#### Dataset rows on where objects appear
* * * * * * * * *

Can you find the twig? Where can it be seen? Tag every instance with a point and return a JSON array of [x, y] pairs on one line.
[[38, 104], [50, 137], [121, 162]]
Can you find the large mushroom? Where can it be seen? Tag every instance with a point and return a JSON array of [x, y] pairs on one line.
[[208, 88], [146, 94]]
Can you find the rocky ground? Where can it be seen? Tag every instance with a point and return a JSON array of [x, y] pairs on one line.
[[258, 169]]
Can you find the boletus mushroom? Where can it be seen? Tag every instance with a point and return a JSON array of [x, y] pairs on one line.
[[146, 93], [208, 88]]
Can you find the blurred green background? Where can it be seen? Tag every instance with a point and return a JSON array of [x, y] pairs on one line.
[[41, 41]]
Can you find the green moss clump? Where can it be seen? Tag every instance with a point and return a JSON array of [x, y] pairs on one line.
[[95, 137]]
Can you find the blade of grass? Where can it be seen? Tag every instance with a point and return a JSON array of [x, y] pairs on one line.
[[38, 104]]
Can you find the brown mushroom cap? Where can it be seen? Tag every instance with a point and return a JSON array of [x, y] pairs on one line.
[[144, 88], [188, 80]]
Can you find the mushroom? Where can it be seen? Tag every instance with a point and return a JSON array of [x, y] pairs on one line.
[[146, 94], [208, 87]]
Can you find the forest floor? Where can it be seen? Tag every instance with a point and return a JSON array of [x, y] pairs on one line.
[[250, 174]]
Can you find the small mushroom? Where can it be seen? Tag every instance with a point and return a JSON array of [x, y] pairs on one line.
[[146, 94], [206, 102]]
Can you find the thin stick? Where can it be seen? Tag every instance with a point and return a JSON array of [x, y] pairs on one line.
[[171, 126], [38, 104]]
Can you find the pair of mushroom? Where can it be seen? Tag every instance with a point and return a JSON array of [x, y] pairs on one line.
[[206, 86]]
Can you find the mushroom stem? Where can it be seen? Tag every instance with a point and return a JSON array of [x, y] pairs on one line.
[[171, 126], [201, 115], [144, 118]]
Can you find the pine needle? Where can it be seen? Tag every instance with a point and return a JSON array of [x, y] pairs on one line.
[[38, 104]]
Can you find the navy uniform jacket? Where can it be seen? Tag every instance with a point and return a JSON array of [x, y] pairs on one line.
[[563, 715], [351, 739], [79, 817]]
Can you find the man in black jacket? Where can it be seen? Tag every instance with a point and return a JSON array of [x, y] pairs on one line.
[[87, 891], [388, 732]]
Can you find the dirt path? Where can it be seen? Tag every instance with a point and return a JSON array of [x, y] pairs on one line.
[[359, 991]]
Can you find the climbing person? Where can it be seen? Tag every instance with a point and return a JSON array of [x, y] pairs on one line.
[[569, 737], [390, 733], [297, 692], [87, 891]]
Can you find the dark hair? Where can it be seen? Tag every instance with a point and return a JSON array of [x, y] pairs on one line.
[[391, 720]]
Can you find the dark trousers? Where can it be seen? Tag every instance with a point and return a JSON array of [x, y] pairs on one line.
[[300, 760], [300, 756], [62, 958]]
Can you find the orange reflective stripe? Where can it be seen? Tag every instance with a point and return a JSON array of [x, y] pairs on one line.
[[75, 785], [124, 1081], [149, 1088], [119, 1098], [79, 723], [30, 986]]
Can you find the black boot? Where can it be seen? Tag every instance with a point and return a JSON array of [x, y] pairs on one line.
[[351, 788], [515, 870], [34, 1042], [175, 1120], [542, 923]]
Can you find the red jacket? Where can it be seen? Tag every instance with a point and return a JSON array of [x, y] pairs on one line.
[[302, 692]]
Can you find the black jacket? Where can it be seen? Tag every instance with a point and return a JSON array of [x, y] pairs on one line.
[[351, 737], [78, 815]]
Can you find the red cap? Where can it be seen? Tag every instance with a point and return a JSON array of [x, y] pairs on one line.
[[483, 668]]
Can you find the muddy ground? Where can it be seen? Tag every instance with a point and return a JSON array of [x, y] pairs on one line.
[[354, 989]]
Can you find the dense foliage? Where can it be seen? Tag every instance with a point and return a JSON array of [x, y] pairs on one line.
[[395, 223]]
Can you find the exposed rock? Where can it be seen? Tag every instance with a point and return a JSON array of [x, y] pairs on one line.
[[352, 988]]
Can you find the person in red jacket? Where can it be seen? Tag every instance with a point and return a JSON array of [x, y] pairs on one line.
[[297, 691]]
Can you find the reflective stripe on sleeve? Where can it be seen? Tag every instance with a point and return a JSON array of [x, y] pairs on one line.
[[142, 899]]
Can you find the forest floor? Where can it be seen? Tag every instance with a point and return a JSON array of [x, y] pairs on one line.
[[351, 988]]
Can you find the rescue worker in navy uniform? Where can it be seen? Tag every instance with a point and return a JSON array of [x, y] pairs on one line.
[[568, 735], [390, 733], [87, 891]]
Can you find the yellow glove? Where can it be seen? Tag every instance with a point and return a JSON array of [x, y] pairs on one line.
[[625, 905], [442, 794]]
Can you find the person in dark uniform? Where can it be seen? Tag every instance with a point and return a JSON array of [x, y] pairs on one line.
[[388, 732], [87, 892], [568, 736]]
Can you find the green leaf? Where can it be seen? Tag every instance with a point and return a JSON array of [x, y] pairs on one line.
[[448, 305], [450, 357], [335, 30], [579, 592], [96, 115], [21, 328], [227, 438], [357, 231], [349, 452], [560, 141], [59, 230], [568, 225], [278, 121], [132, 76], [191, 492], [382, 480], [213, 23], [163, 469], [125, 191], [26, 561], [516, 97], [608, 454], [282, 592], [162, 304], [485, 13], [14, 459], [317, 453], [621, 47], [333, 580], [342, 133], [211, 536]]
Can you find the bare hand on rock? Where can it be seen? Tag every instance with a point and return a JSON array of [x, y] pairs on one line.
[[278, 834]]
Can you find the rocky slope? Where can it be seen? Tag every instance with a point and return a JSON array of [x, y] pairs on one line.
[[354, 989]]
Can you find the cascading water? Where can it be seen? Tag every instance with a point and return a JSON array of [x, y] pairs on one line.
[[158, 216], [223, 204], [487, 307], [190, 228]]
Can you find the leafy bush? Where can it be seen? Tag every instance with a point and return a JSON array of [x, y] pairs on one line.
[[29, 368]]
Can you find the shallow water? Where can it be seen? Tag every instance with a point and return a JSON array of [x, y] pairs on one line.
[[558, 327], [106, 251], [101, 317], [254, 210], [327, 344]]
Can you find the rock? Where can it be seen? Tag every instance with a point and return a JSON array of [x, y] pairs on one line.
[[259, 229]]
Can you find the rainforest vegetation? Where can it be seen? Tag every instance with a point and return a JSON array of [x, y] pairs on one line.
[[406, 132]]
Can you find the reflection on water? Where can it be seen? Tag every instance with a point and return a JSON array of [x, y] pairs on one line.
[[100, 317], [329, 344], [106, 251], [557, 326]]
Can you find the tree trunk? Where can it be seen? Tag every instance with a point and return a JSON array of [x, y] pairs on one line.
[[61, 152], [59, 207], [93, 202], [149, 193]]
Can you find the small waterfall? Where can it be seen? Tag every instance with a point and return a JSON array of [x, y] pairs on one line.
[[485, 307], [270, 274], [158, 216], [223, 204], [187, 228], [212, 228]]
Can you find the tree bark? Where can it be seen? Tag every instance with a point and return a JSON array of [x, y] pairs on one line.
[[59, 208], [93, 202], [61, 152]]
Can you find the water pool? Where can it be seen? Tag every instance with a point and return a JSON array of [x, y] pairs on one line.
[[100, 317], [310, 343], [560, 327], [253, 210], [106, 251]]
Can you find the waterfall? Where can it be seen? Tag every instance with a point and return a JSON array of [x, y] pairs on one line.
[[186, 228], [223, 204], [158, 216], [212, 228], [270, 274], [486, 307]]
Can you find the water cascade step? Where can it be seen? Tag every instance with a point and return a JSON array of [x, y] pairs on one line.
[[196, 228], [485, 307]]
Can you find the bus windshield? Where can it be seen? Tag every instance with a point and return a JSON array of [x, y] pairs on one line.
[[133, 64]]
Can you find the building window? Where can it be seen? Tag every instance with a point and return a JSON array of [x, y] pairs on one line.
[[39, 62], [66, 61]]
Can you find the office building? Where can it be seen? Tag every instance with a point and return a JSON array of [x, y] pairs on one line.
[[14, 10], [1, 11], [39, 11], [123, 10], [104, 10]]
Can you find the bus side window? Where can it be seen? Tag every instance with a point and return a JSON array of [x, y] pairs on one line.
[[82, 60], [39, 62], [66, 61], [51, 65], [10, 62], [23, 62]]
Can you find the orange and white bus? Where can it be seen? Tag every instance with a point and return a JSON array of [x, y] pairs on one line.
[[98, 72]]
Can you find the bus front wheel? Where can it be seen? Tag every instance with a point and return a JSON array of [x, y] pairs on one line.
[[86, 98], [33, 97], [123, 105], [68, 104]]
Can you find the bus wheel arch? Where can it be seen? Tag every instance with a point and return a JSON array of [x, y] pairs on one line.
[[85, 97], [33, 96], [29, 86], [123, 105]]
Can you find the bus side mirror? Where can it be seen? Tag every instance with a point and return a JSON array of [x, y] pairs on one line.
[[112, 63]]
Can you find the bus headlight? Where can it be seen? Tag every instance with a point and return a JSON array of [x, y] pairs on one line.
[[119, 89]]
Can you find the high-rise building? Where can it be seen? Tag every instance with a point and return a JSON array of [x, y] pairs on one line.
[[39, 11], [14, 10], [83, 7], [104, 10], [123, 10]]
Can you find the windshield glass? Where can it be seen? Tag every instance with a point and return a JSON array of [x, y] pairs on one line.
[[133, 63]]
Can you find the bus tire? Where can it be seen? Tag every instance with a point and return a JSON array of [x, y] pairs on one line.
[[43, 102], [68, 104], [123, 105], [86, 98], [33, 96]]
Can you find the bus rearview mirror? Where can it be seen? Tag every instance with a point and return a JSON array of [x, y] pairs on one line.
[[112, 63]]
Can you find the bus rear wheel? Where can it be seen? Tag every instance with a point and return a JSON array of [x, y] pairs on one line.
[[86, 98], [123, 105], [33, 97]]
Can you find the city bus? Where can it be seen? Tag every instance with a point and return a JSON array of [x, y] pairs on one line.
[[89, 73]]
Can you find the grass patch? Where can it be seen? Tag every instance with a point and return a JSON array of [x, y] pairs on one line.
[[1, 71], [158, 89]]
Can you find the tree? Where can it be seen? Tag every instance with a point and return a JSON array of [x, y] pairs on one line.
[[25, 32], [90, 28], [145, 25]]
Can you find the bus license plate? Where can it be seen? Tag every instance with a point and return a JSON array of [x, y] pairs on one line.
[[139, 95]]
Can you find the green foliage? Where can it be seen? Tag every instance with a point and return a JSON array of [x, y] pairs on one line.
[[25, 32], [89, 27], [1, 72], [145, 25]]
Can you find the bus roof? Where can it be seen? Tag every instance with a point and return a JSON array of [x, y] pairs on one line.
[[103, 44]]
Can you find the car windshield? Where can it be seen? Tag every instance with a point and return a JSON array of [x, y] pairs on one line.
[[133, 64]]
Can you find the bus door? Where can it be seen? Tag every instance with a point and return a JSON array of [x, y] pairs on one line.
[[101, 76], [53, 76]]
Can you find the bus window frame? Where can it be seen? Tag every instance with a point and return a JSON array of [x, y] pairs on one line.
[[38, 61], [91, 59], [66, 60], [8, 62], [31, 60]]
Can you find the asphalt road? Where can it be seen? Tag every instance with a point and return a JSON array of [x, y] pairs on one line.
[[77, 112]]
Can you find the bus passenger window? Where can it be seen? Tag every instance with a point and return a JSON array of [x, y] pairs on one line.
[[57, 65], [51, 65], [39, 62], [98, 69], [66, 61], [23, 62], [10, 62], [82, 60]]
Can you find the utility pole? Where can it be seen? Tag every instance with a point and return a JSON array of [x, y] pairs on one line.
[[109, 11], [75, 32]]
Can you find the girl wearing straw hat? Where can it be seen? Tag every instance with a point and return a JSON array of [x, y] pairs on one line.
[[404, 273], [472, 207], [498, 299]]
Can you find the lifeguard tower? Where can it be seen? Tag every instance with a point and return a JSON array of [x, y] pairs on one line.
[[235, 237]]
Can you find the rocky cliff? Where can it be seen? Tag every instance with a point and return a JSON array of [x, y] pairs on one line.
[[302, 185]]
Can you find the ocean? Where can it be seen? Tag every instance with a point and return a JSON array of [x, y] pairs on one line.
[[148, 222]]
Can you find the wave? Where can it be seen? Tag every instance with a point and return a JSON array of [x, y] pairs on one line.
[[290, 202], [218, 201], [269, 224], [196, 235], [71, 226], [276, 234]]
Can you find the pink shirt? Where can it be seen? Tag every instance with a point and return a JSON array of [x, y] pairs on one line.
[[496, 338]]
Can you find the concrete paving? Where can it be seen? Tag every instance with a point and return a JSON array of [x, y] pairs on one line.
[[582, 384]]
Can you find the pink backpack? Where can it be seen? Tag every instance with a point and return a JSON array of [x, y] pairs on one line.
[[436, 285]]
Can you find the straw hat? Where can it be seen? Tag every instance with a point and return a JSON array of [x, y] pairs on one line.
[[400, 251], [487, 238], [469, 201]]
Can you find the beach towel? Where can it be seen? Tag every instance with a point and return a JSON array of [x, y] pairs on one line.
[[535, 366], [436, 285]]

* * * * * * * * *

#### Problem to work on
Repeat the rows exactly as they appear, everything from the line containing "Can you find the orange and" down to the line containing "[[133, 63]]", including both of those lines.

#### Final answer
Can you find the orange and white bus? Where can it be seen? Tag every instance with a point and return a JSON array of [x, y] pairs on one line.
[[98, 72]]
Can you find the bus front wheel? Where can it be seen? Tag every instance with a point and return a JSON array of [x, y] pairs on one line.
[[86, 98], [33, 97], [123, 105], [68, 104]]
Can you find the bus wheel arch? Where can it be seen? Tag every instance with a point and return a JSON array of [x, y] pairs on one line.
[[85, 97], [33, 96], [29, 86], [123, 105]]
Can you find the bus side mirror? Where can it be seen? Tag every instance with a point and return a JSON array of [x, y] pairs on one line.
[[112, 63]]
Can you find the bus headlight? Where can it be seen? Tag every instance with a point and return a JSON array of [x, y] pairs on one line.
[[119, 89]]
Can you find the high-rise building? Where can it be seen? Tag every instance with a point and return a JSON array of [x, y] pairs on one line.
[[39, 11], [14, 10], [83, 7], [104, 10], [123, 10]]
Can you find the windshield glass? Where can it be seen? Tag every instance with a point and return a JSON array of [x, y] pairs on one line.
[[133, 63]]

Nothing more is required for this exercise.